- **GOAL**
Put the lines of the records below, from the line containing "Object detection labeling — target class: wet" through the last line of the records, into a JSON list of strings, one string per line, skipping any blank lines.

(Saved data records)
○ ○ ○

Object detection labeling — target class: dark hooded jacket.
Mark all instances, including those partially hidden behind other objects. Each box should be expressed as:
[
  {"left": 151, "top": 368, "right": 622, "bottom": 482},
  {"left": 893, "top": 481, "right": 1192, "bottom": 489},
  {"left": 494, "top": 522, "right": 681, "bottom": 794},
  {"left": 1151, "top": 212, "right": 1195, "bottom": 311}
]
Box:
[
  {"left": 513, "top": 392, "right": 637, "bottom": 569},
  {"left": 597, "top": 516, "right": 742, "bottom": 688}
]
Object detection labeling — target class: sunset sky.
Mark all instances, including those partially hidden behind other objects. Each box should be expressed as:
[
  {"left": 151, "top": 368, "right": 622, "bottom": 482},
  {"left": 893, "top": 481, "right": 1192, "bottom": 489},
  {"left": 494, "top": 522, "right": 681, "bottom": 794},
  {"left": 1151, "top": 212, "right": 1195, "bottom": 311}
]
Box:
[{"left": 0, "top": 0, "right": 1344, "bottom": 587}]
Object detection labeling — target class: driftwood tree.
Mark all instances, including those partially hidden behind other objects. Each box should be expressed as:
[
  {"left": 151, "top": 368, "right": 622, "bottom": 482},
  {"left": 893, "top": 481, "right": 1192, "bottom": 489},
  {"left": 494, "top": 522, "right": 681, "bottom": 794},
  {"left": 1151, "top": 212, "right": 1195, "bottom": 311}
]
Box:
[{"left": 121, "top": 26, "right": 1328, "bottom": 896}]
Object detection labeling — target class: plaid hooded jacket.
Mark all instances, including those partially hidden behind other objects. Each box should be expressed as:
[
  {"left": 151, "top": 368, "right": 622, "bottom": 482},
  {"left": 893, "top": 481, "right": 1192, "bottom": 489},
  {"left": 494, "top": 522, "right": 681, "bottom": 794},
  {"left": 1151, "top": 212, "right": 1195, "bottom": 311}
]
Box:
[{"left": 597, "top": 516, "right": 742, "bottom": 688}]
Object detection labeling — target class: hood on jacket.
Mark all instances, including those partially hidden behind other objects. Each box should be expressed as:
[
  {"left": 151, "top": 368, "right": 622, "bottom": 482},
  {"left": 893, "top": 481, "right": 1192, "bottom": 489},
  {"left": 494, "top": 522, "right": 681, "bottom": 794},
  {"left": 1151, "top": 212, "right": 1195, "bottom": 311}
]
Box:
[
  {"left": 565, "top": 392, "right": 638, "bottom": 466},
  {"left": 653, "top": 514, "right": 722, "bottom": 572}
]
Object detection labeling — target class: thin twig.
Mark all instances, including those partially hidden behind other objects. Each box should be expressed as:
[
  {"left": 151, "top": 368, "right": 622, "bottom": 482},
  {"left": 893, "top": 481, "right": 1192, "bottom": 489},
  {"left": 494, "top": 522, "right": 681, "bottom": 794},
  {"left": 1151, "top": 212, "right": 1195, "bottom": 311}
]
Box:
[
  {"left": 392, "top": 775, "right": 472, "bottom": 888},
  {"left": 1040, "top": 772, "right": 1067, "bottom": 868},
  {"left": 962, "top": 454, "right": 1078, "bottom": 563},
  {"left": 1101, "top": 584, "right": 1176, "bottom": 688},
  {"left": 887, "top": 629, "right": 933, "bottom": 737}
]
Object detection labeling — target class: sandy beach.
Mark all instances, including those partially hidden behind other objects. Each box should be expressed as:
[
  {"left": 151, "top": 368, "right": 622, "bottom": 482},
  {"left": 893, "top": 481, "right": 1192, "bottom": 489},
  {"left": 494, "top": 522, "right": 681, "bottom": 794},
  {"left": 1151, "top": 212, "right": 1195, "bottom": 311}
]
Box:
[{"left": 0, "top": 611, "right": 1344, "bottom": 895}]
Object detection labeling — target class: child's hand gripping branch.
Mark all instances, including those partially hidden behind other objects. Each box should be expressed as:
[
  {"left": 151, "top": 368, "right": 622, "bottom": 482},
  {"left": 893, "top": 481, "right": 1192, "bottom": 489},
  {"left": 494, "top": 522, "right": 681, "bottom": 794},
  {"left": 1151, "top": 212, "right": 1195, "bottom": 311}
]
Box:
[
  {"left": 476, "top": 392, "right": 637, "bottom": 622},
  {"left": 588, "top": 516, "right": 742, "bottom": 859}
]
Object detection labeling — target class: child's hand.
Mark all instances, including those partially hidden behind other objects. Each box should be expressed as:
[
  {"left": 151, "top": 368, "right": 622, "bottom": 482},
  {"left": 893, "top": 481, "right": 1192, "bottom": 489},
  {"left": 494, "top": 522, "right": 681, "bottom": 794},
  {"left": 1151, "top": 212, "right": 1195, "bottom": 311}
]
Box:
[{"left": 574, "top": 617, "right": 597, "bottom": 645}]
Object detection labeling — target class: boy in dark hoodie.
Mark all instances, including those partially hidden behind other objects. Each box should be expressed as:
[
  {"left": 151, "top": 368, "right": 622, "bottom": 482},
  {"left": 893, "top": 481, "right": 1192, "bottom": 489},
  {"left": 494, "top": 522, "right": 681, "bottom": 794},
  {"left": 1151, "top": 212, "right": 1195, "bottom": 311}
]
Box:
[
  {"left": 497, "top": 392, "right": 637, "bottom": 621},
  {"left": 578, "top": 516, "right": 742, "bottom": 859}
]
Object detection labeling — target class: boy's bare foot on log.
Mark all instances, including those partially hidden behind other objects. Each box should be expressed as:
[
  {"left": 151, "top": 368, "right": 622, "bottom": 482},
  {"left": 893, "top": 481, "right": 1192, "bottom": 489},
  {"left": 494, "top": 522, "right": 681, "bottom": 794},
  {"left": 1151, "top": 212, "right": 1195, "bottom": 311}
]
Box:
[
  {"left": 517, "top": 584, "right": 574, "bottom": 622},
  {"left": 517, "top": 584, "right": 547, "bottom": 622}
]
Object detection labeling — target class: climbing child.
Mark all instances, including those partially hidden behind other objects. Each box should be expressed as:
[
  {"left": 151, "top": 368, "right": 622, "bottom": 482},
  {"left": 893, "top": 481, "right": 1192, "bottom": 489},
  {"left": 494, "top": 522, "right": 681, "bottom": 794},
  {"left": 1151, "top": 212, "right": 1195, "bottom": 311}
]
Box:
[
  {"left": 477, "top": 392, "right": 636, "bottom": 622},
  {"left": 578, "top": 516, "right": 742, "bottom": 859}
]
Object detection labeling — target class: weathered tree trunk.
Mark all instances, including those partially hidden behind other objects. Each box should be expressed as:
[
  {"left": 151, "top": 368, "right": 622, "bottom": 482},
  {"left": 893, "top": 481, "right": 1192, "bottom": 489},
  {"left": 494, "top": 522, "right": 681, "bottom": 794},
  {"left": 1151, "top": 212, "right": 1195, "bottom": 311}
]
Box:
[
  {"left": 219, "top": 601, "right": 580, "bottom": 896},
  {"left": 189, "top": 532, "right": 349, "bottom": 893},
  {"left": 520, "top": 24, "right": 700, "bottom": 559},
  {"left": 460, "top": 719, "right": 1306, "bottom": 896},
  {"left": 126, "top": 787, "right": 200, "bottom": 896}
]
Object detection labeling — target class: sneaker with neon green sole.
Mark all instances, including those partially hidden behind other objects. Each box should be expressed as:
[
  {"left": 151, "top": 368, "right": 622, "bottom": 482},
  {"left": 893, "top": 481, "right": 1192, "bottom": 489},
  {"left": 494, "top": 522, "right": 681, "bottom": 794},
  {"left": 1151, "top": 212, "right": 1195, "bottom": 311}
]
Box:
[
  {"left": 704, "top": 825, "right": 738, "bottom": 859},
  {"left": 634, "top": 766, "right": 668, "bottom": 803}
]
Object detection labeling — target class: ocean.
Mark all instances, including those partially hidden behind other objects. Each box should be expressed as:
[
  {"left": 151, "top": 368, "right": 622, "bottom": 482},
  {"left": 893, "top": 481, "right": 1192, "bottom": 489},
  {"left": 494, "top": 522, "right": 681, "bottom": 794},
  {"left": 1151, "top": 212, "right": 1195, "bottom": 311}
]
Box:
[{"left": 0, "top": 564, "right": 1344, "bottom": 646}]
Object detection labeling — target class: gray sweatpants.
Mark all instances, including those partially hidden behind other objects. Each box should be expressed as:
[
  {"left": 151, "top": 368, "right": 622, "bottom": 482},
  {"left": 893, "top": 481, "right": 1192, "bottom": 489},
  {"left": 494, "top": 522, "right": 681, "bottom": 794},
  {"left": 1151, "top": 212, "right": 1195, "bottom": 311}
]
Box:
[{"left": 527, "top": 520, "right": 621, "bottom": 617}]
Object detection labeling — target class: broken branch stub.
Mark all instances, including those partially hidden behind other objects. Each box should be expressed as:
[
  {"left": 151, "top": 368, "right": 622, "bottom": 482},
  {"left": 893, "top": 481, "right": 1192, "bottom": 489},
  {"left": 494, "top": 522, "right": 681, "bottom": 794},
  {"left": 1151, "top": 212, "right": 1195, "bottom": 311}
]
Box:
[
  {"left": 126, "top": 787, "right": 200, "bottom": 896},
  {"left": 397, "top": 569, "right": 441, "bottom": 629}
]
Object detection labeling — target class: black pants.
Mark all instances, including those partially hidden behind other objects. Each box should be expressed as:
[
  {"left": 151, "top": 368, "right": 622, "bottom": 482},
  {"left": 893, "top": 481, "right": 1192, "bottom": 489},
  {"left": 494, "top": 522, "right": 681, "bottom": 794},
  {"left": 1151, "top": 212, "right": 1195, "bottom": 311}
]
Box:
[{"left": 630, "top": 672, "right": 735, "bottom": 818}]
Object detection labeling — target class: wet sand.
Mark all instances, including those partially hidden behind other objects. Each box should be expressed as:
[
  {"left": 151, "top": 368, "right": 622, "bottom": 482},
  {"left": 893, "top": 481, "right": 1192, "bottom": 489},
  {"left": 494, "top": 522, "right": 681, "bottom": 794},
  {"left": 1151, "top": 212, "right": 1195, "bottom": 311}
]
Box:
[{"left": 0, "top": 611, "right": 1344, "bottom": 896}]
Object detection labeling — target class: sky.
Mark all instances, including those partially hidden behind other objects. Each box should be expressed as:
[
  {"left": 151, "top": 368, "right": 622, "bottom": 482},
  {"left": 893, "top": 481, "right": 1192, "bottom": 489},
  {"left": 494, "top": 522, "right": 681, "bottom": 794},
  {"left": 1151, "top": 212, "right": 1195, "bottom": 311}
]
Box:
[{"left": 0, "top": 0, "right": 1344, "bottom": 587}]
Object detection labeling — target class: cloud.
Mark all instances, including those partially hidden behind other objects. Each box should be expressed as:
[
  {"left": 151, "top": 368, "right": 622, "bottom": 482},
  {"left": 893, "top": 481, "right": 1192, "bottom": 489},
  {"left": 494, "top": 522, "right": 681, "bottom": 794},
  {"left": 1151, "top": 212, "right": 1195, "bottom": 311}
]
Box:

○ ○ ○

- **RESPONSE TO THE EXERCISE**
[
  "Object detection labeling — target class: wet sand.",
  "Mark all instances, including those partially hidden behind other objects. Each box should be expressed as:",
  "[",
  "  {\"left\": 151, \"top\": 368, \"right\": 622, \"bottom\": 482},",
  "  {\"left\": 893, \"top\": 481, \"right\": 1192, \"bottom\": 489},",
  "  {\"left\": 494, \"top\": 522, \"right\": 681, \"bottom\": 794},",
  "  {\"left\": 1151, \"top\": 212, \"right\": 1195, \"bottom\": 311}",
  "]",
  "Box:",
  "[{\"left\": 0, \"top\": 611, \"right\": 1344, \"bottom\": 896}]",
  "Object detection labeling — target class: sky.",
  "Mark all instances, including those partially hidden behind other objects. Each box should be expressed as:",
  "[",
  "  {\"left\": 151, \"top\": 368, \"right\": 622, \"bottom\": 482},",
  "  {\"left\": 893, \"top\": 481, \"right\": 1192, \"bottom\": 489},",
  "  {\"left\": 494, \"top\": 522, \"right\": 681, \"bottom\": 794},",
  "  {\"left\": 1151, \"top\": 212, \"right\": 1195, \"bottom\": 311}",
  "]",
  "Box:",
  "[{\"left\": 0, \"top\": 0, \"right\": 1344, \"bottom\": 587}]",
  "Object detection labeling — target class: cloud.",
  "Mark all instances, including those partially hidden behind other objects. Each box should be expressed as:",
  "[",
  "  {\"left\": 151, \"top\": 368, \"right\": 622, \"bottom\": 482},",
  "  {\"left\": 893, \"top\": 481, \"right\": 1192, \"bottom\": 489},",
  "  {\"left\": 494, \"top\": 522, \"right\": 681, \"bottom\": 794},",
  "  {\"left\": 1151, \"top\": 212, \"right\": 1195, \"bottom\": 311}",
  "]",
  "Box:"
]